+++ PROVIDED PASSAGE +++

Create a SageMaker Unified Studio domain with SSO and TIP enabled

For instructions to create a SageMaker Unified Studio domain, refer to Create an Amazon SageMaker Unified Studio domain – quick setup. Because your IAM Identity Center integration is already complete, you can specify an IAM Identity Center user in the domain configuration settings.

Enable TIP in SageMaker Unified Studio

Complete the following steps to enable TIP in SageMaker Unified Studio:

  1. On the SageMaker console, use the AWS Region selector in the top navigation bar to choose the appropriate Region.
  2. Choose View domains and choose the domain’s name from the list.
  3. On the domain’s details page, on the Project profiles tab, choose a project profile, for example, SQL analytics.
  4. Select SQL analytics and choose Edit.
  5. In the Blueprint parameters section, select enableTrustedIdentityPropagationPermissions and choose Edit.
  6. Update the value as true.
  7. To enforce authorization-based on TIP, the SageMaker Unified Studio admin can make this parameter non-editable.
  8. Choose Save.

Enable user access for SageMaker Unified Studio domain

Complete the following steps to enable user access for the SageMaker Unified Studio domain:

  1. Open the SageMaker console in the appropriate Region and choose Domains in the navigation pane.
  2. Choose an existing SageMaker Unified Studio domain where you want to add SSO user access.
  3. On the domain’s details page, on the User management tab, in the Users section, choose Add and Add SSO users and groups.
  4. Choose the user (for this post, we add the user Frank) from the dropdown list and choose Add users and groups.

Add project members

SageMaker Unified Studio projects facilitate team collaboration for different business initiatives. As the project owner, Ethan now can add Frank as a team member to enable their collaboration. To add members to an existing project, complete the following steps:

  1. Sign in to the SageMaker Unified Studio console using the SSO credentials of who owns the project (for this post, Ethan).
  2. Choose Select a project.
  3. Choose the project you want to edit.
  4. On the Project overview page, expand Actions and choose Manage members.
  5. Choose Add members.

+++ SUPPLIED ENTRIES +++

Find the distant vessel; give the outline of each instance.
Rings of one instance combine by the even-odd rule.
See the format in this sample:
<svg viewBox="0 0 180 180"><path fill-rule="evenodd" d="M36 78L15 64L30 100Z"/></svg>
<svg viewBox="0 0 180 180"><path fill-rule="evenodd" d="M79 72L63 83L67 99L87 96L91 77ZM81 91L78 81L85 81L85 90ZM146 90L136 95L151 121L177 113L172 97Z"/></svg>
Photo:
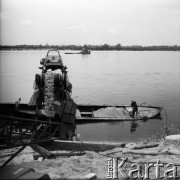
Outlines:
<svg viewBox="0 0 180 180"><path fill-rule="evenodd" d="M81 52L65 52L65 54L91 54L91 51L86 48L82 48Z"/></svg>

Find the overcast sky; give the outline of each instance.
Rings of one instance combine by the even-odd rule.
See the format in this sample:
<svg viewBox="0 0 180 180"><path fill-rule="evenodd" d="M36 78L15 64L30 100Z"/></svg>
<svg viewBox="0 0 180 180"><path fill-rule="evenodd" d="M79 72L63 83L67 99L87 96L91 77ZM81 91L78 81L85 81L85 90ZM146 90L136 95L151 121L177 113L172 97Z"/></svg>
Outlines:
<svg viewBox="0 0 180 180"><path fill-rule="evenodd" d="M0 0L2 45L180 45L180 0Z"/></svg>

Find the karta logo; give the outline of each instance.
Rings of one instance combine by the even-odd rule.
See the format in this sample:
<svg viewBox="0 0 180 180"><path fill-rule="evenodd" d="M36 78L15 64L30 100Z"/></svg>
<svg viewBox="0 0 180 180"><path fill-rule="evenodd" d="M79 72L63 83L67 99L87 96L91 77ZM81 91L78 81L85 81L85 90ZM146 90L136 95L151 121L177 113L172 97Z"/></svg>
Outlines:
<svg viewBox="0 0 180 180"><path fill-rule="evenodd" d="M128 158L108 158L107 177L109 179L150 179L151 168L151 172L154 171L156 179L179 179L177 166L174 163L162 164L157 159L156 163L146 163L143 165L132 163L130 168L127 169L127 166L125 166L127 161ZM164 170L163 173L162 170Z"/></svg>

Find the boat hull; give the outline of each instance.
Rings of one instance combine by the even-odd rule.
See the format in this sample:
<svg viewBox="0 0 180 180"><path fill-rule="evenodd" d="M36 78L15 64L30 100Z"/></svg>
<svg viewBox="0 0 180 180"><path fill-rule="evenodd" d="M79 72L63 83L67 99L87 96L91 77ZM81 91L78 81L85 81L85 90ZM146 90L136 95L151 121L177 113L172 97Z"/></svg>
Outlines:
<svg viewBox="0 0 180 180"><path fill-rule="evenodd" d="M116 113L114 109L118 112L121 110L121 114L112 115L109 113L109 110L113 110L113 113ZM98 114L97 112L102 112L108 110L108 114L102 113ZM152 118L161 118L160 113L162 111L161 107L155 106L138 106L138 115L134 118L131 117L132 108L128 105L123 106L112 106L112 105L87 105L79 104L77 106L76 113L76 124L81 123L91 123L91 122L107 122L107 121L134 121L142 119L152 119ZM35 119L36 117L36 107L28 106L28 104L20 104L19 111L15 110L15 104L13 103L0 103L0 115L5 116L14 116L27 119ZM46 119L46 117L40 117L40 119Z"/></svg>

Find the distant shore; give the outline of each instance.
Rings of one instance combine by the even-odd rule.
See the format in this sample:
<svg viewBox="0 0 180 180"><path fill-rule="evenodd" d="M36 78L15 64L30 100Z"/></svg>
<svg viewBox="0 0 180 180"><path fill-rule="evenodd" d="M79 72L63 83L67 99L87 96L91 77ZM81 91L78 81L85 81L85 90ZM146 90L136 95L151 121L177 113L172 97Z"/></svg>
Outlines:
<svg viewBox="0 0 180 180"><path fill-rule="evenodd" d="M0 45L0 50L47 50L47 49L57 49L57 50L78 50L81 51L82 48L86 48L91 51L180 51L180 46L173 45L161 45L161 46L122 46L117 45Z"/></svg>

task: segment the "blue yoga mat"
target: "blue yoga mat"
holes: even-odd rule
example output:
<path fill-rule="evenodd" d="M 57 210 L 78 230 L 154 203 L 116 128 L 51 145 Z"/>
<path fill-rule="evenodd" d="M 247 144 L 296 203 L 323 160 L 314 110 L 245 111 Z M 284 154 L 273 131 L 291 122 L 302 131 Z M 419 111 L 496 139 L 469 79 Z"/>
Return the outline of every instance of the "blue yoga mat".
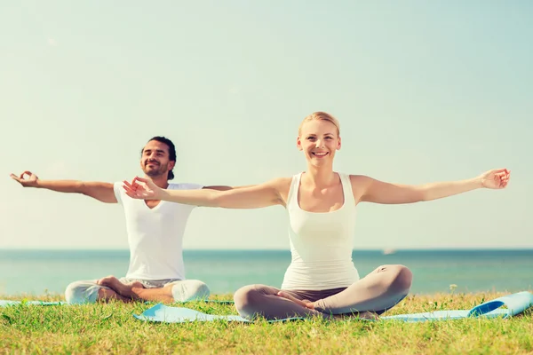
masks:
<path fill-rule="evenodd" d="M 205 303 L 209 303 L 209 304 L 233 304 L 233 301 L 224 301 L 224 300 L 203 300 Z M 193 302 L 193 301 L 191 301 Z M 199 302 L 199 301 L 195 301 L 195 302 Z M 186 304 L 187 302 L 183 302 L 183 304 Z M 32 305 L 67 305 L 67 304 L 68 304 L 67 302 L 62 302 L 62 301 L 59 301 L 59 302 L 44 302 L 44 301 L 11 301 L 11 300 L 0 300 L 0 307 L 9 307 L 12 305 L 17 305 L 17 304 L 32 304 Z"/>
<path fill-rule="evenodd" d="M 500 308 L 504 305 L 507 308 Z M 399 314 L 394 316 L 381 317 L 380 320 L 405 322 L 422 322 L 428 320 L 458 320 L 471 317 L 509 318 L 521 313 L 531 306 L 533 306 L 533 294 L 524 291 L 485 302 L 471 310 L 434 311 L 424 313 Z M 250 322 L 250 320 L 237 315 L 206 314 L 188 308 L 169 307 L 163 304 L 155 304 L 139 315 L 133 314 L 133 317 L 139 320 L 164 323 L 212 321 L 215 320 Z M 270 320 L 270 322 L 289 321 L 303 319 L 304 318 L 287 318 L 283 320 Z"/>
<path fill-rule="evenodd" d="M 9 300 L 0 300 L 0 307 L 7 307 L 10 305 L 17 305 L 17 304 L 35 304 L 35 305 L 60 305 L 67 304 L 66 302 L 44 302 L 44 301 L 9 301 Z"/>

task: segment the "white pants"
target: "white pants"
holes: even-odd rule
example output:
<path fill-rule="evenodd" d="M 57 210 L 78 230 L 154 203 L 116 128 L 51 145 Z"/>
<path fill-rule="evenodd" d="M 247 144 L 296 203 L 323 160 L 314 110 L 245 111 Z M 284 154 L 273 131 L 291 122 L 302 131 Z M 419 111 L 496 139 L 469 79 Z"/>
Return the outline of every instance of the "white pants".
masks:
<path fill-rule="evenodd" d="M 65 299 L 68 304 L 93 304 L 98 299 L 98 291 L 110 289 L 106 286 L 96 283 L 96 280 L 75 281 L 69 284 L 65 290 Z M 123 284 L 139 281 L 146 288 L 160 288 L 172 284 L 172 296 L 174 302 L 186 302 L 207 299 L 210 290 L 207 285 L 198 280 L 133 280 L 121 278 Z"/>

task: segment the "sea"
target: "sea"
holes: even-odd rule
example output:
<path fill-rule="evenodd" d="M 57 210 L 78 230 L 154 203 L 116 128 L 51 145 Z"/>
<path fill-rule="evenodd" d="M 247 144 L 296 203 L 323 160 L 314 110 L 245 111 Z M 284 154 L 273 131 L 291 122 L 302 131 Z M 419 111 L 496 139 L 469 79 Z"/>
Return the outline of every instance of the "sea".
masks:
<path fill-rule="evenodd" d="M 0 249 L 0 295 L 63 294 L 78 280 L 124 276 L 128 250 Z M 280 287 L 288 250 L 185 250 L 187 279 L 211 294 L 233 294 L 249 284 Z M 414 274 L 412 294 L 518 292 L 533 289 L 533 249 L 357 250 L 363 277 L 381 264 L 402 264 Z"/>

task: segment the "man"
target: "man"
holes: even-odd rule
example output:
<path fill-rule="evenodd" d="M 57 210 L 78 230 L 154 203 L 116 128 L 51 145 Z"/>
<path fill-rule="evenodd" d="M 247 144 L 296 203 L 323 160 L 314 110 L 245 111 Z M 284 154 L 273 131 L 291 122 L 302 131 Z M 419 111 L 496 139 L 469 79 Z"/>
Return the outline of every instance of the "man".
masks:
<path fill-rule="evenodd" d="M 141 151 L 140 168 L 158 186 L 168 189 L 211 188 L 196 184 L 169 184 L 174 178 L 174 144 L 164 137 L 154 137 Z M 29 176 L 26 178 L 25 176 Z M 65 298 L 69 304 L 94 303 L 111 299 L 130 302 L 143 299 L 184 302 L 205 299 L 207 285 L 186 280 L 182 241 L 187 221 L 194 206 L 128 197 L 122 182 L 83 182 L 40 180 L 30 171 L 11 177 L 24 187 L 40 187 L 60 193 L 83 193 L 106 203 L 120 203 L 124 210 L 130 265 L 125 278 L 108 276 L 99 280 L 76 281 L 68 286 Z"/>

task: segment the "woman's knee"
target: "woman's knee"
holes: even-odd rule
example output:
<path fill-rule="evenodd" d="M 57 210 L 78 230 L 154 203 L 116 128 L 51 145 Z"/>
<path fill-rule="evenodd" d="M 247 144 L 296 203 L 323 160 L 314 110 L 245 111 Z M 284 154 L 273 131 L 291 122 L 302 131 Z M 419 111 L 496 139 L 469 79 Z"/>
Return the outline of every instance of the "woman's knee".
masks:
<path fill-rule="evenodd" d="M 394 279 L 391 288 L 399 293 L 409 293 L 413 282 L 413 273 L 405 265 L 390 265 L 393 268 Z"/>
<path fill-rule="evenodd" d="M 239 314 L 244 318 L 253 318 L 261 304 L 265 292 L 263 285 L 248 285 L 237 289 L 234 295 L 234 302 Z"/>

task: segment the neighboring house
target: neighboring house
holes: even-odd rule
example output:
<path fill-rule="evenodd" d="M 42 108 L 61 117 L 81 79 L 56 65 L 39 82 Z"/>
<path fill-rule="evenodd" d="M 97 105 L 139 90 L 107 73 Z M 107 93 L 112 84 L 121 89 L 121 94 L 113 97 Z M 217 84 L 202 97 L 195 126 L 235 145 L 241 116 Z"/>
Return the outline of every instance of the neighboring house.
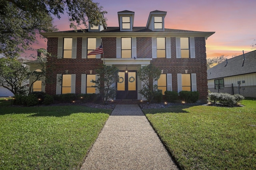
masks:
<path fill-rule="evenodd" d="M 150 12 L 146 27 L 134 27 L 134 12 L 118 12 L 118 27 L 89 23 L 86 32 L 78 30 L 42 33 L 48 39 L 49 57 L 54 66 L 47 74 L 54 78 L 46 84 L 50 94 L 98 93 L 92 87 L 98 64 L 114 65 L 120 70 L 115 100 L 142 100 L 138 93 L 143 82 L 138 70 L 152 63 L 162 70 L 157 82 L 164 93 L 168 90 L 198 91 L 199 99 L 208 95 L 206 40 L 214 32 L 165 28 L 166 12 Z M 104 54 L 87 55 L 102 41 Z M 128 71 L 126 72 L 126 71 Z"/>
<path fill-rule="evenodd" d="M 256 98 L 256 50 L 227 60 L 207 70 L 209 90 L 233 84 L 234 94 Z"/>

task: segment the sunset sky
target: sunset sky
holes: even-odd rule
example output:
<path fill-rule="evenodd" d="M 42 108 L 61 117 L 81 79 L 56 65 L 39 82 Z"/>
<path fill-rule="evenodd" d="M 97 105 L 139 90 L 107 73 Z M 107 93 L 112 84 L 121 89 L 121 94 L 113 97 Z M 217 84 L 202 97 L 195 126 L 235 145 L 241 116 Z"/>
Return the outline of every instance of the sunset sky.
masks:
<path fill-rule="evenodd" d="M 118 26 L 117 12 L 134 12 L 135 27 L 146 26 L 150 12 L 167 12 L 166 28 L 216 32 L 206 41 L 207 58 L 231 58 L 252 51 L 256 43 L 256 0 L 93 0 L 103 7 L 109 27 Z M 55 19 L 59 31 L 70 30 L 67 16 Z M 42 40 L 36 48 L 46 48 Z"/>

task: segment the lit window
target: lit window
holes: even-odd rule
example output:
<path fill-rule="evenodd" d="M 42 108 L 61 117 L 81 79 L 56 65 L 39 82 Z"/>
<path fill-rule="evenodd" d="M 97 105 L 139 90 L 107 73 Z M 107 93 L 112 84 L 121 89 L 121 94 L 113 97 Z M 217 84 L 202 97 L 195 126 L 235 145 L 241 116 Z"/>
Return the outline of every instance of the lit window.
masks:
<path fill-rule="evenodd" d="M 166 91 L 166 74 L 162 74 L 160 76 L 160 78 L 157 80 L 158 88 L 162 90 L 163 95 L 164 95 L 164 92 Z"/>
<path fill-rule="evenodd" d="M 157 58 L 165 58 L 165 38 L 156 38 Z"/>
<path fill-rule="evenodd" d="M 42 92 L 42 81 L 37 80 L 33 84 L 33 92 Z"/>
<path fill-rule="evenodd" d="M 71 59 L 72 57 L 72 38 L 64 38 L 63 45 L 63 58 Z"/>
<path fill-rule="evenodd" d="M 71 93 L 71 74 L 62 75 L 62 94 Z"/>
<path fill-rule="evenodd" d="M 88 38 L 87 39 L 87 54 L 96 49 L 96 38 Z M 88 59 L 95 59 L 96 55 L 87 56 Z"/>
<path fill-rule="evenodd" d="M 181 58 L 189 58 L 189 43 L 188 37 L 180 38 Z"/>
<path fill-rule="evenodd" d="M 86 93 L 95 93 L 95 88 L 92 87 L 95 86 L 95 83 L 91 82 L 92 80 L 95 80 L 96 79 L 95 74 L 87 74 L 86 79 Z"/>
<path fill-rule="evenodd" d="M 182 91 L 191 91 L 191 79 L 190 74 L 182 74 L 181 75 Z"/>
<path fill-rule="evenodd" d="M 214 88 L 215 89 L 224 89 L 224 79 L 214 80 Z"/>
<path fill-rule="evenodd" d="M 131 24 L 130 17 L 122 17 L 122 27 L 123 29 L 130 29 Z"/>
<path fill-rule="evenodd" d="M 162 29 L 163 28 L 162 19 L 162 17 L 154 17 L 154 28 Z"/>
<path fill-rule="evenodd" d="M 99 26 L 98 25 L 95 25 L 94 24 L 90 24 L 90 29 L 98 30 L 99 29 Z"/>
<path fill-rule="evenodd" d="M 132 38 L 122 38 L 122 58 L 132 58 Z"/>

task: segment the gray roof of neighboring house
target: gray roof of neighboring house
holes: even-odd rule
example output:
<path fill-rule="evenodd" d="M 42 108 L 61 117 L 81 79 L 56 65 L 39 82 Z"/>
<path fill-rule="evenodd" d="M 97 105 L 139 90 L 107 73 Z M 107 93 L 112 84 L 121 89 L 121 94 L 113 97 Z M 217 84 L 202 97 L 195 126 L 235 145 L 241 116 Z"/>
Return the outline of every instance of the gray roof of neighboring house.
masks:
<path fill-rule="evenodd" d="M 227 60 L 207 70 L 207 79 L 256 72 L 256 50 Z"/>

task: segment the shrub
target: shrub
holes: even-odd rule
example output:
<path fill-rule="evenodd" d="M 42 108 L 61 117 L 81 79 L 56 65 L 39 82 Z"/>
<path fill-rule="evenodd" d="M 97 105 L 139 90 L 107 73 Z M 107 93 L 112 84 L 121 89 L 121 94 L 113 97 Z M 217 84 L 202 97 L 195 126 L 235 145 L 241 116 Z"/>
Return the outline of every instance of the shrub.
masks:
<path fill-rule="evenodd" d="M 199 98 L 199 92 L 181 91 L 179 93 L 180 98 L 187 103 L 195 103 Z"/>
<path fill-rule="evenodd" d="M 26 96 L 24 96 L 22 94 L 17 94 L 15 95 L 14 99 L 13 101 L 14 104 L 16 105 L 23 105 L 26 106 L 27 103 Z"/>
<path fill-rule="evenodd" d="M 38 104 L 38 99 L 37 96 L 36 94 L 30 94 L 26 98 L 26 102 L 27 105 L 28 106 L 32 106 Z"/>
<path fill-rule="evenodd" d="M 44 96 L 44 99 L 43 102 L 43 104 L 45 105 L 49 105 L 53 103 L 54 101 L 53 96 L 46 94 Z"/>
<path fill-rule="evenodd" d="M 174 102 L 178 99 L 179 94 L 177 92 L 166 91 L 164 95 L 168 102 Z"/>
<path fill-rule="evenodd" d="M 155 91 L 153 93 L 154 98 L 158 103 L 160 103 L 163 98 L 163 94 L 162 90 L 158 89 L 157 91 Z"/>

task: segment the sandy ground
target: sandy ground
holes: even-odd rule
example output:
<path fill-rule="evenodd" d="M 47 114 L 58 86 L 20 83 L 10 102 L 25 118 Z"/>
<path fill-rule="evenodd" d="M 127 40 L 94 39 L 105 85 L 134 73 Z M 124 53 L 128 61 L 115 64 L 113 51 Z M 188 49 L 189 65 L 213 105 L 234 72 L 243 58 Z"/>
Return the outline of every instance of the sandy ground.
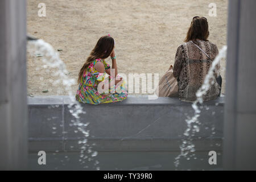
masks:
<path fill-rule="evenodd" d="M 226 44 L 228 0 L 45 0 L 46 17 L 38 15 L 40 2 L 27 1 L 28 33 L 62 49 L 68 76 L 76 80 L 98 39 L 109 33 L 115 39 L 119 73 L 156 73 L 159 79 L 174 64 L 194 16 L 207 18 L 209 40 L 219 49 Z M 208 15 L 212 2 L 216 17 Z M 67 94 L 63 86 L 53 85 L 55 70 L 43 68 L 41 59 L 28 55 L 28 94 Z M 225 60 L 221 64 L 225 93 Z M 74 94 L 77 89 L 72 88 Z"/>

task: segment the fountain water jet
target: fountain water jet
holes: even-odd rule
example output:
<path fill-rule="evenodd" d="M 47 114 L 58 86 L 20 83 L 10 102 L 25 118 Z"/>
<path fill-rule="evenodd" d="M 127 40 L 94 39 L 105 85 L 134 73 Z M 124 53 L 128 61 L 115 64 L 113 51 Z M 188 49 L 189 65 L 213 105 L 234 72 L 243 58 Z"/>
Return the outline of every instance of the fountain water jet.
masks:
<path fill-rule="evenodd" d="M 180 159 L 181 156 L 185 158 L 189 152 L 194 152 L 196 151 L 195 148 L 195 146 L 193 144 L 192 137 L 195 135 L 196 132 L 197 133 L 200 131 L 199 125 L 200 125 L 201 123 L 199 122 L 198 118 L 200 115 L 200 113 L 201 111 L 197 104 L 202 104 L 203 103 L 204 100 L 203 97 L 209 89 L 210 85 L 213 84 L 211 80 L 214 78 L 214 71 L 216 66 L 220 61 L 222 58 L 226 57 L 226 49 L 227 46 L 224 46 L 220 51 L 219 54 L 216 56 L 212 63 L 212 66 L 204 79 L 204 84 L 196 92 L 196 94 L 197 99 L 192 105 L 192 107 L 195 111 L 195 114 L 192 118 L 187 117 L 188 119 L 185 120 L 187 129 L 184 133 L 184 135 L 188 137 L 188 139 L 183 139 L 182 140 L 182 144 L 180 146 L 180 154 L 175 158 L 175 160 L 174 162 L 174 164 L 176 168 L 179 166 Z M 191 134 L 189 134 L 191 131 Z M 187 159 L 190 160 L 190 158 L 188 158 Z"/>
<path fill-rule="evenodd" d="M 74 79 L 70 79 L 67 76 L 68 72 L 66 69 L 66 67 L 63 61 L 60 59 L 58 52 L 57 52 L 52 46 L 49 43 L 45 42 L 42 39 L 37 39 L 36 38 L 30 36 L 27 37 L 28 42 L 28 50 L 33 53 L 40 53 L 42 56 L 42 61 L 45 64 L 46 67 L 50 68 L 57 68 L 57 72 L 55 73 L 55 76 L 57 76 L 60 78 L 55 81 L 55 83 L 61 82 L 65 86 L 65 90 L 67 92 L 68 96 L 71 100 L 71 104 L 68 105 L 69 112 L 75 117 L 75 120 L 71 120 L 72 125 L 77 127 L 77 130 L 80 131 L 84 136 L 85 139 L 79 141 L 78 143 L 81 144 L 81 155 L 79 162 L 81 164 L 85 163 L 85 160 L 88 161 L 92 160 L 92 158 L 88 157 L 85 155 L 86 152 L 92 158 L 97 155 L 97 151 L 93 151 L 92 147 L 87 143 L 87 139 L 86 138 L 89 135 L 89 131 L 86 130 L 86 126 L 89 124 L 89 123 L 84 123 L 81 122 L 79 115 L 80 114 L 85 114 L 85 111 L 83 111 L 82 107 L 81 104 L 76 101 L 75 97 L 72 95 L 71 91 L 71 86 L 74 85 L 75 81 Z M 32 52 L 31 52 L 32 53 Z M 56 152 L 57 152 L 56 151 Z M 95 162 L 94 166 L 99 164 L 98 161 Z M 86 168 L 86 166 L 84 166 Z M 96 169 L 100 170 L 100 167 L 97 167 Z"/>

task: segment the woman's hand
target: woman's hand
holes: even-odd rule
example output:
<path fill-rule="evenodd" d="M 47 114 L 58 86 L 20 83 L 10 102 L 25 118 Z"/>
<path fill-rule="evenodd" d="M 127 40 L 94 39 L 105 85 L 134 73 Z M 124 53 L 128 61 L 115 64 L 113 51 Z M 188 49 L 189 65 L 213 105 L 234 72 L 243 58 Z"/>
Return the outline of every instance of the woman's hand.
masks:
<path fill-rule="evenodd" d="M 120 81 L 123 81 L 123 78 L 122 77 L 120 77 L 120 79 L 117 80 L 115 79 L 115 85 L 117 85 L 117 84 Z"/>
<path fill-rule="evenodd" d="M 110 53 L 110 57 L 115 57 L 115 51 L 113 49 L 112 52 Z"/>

+++

# WRITTEN TASKS
A. Translate this sentence from the SageMaker Unified Studio setup guide into Spanish: "Because your IAM Identity Center integration is already complete, you can specify an IAM Identity Center user in the domain configuration settings."
B. From the listing, extract everything from the line containing "Find the karta" down to the line containing "158L108 158L107 177L109", both included, reproducing those lines verbatim.

# SOLUTIONS PER TASK
A. Como la integración con IAM Identity Center ya está completa, puede especificar un usuario de IAM Identity Center en los ajustes de configuración del dominio.

B.
Find the karta logo; give the outline of each instance.
Rings of one instance combine by the even-odd rule.
See the format in this sample:
<svg viewBox="0 0 180 180"><path fill-rule="evenodd" d="M36 78L15 64L30 100Z"/></svg>
<svg viewBox="0 0 180 180"><path fill-rule="evenodd" d="M79 72L63 83L67 99L87 96L91 77ZM81 91L78 81L85 81L85 90ZM146 90L136 95L151 121L177 113L172 97Z"/></svg>
Outlines:
<svg viewBox="0 0 180 180"><path fill-rule="evenodd" d="M128 158L108 158L107 177L109 179L150 179L151 168L151 172L154 171L156 179L179 179L177 166L174 163L162 164L157 159L156 163L146 163L143 165L132 163L130 168L127 169L127 166L125 166L127 161ZM164 170L163 173L162 170Z"/></svg>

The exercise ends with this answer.